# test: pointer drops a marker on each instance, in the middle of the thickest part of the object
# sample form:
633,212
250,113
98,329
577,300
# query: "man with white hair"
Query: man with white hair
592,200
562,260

★ ★ ★ ★

Exercise details
Copy the data above line for line, without changing anything.

Answer to this task
# test: pointer drops a marker on each instance, in the middle of the thickest part of the object
# sample form:
633,212
250,113
98,329
577,300
# query: "man with white hair"
Query: man with white hair
592,200
562,260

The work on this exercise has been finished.